I was recently given the task to track down, and annihilate a bug in OpenBSD's NFS implementation that was affecting a friend of mine's hosting operation. His setup seems relatively basic and solid for a small hosting company, a main NFS server packed with disks, running FreeBSD, serving the home directories as well as some other shares to a good heterogeneous mix of both OpenBSD and FreeBSD mail, web and shell servers. The bug, which had been previously reported in pr #3210, would occur in certain programs when their PID (process ID) would receive a signal of any kind (I tested with only SIGINT and SIGKILL since my machine for testing is 6 years old).
******
> [TASKS TO CARRY OUT]
A – Answer these questions from the NFS bug account:
(i) Which operating system runs on the main NFS server?
(ii) Under what pr number had the bug already been reported?
(iii) Which two signals were used in testing?
B – Gather every line of the listing that holds the word "white".
******
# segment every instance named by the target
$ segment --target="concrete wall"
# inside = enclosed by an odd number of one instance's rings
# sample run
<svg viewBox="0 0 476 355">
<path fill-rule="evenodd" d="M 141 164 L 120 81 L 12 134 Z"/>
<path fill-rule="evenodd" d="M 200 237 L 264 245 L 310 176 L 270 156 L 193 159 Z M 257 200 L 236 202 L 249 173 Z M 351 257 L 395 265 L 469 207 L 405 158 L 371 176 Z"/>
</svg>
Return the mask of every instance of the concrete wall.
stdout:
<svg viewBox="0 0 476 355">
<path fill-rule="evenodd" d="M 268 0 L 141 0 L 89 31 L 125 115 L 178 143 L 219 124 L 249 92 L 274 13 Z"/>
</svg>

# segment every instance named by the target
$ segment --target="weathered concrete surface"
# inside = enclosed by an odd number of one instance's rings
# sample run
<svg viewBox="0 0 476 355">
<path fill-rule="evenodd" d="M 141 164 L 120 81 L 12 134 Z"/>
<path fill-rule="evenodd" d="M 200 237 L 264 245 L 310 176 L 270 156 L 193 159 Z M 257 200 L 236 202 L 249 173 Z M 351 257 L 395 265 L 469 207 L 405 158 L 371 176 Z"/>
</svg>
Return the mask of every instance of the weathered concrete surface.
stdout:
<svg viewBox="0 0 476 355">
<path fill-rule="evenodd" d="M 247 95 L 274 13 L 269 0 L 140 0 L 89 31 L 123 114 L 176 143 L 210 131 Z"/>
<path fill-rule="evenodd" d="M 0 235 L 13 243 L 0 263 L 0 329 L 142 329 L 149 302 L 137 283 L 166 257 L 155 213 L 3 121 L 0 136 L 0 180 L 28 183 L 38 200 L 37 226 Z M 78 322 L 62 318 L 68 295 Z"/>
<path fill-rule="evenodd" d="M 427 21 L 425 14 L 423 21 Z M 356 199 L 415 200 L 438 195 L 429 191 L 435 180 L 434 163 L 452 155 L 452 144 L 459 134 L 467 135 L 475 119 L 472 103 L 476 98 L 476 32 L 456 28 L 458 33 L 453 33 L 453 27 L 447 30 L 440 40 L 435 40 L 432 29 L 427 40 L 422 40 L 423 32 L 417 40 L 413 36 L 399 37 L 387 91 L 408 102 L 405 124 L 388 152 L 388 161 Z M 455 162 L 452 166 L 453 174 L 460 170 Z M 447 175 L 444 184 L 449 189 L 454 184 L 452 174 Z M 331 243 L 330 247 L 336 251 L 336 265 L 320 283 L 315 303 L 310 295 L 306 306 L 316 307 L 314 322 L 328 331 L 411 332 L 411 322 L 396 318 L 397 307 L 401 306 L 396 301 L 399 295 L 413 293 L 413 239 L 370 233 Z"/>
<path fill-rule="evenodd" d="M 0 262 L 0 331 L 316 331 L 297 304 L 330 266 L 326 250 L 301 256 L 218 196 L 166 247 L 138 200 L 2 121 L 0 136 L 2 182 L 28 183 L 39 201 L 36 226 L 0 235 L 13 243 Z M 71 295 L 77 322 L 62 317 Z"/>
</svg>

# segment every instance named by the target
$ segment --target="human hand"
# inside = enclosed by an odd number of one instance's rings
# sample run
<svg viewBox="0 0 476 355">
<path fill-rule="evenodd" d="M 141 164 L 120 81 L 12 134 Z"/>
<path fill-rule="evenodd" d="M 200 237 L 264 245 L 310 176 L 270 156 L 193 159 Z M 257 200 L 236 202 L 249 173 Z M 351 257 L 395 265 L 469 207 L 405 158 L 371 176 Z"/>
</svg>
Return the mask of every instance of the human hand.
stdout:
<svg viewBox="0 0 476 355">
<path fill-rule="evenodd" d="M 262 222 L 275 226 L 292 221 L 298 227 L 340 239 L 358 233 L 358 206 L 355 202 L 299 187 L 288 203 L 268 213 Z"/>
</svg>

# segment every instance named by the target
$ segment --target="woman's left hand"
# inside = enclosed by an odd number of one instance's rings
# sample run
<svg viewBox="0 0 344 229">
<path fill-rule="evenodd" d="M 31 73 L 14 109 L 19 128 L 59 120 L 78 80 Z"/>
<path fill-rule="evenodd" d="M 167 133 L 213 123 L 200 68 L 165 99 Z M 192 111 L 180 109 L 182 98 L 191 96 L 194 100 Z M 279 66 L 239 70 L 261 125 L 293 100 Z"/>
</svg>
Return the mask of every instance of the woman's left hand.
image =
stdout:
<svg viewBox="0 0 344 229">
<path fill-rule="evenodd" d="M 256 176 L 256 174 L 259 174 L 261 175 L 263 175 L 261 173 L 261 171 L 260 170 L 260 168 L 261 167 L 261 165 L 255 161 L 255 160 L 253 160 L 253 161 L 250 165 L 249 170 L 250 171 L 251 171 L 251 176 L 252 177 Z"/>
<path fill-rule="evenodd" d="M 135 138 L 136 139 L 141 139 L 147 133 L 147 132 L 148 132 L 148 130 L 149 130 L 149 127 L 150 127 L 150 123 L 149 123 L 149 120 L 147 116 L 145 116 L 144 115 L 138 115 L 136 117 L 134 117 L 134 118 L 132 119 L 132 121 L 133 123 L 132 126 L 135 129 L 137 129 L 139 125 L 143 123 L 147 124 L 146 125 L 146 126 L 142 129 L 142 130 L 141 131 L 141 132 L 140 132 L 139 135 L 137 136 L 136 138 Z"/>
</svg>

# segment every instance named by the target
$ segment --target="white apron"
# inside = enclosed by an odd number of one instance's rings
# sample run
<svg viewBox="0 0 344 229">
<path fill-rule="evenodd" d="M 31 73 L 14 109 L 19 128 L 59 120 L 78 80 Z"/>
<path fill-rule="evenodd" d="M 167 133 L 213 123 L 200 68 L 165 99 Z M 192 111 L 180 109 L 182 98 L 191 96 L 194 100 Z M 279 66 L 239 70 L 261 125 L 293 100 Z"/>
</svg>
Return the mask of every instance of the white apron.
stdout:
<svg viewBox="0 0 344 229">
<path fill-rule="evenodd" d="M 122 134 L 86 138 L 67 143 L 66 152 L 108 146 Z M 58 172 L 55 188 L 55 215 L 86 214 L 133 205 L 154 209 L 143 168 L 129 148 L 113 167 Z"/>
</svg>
******
> [ANSWERS BELOW]
A –
(i) FreeBSD
(ii) #3210
(iii) SIGINT and SIGKILL

B –
$ segment --target="white apron"
Return the mask of every instance of the white apron.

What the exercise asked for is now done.